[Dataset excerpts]
──────
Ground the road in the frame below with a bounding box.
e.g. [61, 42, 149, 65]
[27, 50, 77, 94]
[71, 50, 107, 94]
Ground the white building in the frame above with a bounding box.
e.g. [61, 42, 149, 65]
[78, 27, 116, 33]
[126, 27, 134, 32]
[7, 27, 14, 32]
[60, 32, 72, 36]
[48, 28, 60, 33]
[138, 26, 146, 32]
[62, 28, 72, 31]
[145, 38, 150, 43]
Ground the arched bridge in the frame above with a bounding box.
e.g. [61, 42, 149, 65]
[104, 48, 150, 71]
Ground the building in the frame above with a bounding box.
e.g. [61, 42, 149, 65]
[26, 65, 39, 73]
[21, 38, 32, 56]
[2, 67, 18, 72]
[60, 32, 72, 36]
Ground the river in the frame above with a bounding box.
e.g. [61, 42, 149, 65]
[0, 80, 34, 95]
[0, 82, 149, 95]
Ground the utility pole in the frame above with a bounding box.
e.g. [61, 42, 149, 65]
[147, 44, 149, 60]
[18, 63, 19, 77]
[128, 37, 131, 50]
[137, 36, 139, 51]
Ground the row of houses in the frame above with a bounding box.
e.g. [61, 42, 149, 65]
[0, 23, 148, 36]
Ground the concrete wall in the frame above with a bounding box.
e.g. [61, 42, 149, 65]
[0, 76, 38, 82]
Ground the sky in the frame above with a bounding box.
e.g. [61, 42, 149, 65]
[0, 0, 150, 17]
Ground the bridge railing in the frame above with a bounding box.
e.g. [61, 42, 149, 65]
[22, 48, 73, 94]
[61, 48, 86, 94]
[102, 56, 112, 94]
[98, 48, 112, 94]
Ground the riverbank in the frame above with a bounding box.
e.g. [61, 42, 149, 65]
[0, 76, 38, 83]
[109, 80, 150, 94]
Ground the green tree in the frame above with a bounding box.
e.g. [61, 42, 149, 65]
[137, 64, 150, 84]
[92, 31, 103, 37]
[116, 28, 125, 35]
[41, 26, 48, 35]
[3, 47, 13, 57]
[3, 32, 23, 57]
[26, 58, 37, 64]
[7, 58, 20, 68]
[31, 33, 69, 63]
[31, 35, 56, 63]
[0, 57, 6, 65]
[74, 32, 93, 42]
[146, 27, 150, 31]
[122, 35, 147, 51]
──────
[Task description]
Within the data above, the span starting at the line containing "Ground the riverbank" and ending at the line containing "Ground the green" is to be retyped exactly, with no other lines.

[Written response]
Ground the riverbank in the frame above with a bounding box.
e.g. [61, 42, 149, 65]
[0, 76, 38, 83]
[109, 80, 150, 94]
Ground the green tree in the frame above with a bounding box.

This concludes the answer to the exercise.